## The problem
Lay out the entries below as a two-column CSV with the header entry_text,answer. Give one row per entry: its text in one quoted field and its answer in the other, with line breaks replaced by spaces and the pictures left out.
────────────────────────────────────────
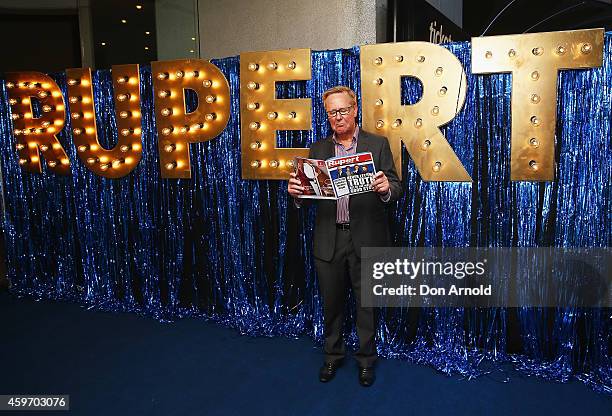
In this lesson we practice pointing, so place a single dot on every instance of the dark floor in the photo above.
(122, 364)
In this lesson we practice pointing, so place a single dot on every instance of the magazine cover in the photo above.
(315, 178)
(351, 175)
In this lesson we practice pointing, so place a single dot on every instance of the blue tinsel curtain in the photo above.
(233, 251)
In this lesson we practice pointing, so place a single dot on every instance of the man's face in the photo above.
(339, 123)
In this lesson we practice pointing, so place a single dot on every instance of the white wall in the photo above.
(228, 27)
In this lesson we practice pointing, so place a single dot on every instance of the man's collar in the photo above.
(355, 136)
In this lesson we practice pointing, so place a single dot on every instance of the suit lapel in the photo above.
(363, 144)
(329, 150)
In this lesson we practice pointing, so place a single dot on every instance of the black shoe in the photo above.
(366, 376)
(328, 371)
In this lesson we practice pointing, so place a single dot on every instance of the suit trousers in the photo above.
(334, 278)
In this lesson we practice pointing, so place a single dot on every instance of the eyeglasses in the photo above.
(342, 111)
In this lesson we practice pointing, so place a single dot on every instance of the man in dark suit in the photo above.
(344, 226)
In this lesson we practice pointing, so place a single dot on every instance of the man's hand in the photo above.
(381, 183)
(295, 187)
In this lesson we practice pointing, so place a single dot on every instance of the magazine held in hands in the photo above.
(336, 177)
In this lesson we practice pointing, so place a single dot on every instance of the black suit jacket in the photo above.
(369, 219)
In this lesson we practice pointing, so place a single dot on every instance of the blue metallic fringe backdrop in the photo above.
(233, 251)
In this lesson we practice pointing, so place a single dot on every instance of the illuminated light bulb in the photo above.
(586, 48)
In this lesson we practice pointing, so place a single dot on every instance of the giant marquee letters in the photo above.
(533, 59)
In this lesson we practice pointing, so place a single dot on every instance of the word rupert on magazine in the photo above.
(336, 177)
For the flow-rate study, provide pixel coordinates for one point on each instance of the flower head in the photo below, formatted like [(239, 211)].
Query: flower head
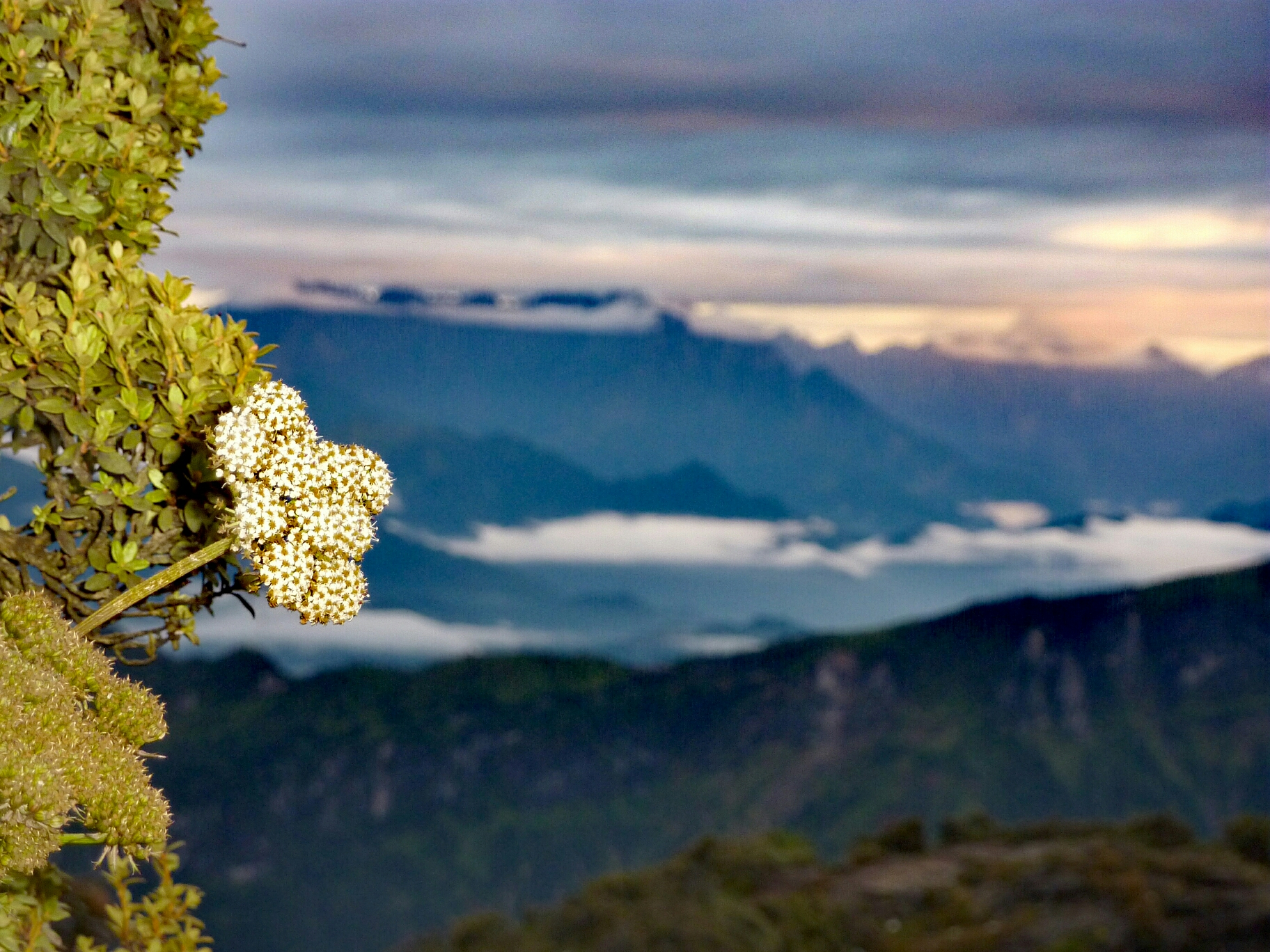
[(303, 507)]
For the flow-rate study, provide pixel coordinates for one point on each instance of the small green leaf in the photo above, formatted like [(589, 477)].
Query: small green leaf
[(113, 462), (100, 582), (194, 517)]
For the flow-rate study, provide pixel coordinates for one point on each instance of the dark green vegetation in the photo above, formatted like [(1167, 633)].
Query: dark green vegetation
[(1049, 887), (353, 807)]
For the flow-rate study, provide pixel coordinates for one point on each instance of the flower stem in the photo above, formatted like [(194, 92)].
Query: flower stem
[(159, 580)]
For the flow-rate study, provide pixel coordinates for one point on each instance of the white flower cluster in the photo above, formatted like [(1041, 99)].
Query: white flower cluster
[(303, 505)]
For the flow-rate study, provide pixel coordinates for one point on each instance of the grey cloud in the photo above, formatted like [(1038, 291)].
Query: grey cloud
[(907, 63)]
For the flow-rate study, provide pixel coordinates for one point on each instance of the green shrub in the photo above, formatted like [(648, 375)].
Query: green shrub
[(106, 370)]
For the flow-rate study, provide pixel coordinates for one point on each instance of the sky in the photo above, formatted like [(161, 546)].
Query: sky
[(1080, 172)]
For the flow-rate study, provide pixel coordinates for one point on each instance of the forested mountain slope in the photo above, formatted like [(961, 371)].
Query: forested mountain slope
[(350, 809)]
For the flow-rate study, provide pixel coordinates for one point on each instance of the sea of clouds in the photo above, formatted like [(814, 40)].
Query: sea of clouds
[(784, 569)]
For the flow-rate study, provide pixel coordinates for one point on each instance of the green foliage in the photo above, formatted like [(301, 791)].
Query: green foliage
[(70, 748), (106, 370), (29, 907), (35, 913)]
────────────────────────────────────────
## Correct response
entry_text,answer
"In this lesson we practice pointing, so place a single dot on every instance of the dark floor in the photo above.","(122, 364)"
"In this lesson we practice pointing, so place a single dot on every instance of the magazine cover in the photo above.","(315, 178) (351, 175)"
"In this lesson we practice pointing, so place a single dot on every instance of the blue tinsel curtain in the photo above.","(233, 251)"
"In this lesson we practice pointing, so place a single dot on every instance of the man's face in the photo above.","(339, 123)"
"In this lesson we practice pointing, so place a single dot on every instance of the white wall in the photo above.","(228, 27)"
"In this lesson we practice pointing, so place a single dot on every instance of the man's collar in the photo above.","(355, 136)"
"In this lesson we practice pointing, so place a single dot on every instance of the suit lapel in the photo above.","(363, 144) (329, 150)"
"In this lesson we practice pointing, so place a single dot on every instance of the black shoe in the photo above.","(366, 376) (328, 371)"
"In this lesson we practice pointing, so place a single dot on every instance of the suit trousers in the photo above.","(334, 278)"
"In this lesson we practice pointing, so place a single dot on every instance of the eyeglasses in the photo above.","(342, 111)"
"In this lesson we practice pointing, so place a single dot on every instance of the man in dark suit in the photo above.","(344, 226)"
"In this lesson we practice pointing, so place a single dot on every instance of the man's hand in the photo above.","(381, 183) (295, 187)"
"In this lesson we practice pointing, so place a single dot on every instance of the magazine held in hands in the photo above.","(336, 177)"
"In this lesson we practice pointing, so place a single dot on every instance of the black suit jacket in the photo above.","(369, 219)"
"In this lesson we practice pointing, so place a single dot on every instance of the blue metallic fringe backdrop in the photo above.","(233, 251)"
"In this lesson we practice pointing, so place a single dot on every instance of the illuminated light bulb in the photo above.","(586, 48)"
"In this lesson we practice pointing, so place a single dot on every instance of the giant marquee letters in the photo above.","(533, 59)"
"In this lesson we practice pointing, so place a single dot on every instance of the word rupert on magazine in the photo above.","(336, 177)"
"For the flow-rate study, provide pixel coordinates for one point on each instance of the flower head in the photo below, formatted like [(239, 211)]. Query: flower head","[(303, 507)]"
"For the flow-rate study, provide pixel coordinates for one point on each instance of the small green leaf in the photo above, formatted like [(589, 477)]. Query: small green leaf","[(113, 462), (100, 582), (194, 517)]"
"For the flow-rate study, provide pixel coordinates for one point on each instance of the dark green vegetation in the photo above, formatted like [(1167, 633)]. Query: dark green vegetation","[(1049, 887), (353, 807)]"
"For the flow-rate study, provide pixel coordinates for one point on each instance of the flower stem in the photo above, formatted like [(194, 92)]. Query: flower stem","[(159, 580)]"
"For the flow-rate study, provide pixel coordinates for one point on each instance of the white flower cluster in the photo above, formatted like [(1041, 99)]. Query: white flower cluster","[(303, 505)]"
"For the flow-rate study, provide pixel coordinates for one point on each instance of the grey cloud in the photo above, formatted like [(1038, 291)]. Query: grey cloud","[(907, 63)]"
"For the flow-rate study, provide pixel coordinates for one point on each instance of the green shrub in the photo above, formatted like [(648, 375)]. Query: green shrub","[(106, 370)]"
"For the flow-rate study, provide pixel coordinates for one point on each instance of the sky in the photo above, formatted like [(161, 546)]. Query: sky","[(1080, 172)]"
"For the flow-rate study, provide pixel coordinates for one point on each instance of the forested mountain slope in the photo above, formatted like [(961, 371)]. Query: forested mountain slope","[(350, 809)]"
"For the flow-rate study, provide pixel coordinates for one point on each instance of the sea of clouds in the photo above, formatted like [(814, 40)]. Query: sea of clouds","[(784, 569)]"
"For the flow-rate study, provide pixel coordinates for one point on each instance of the green foliage in the photo above, formatted like [(301, 791)]. Query: green foliage","[(70, 748), (106, 370), (29, 907), (35, 913)]"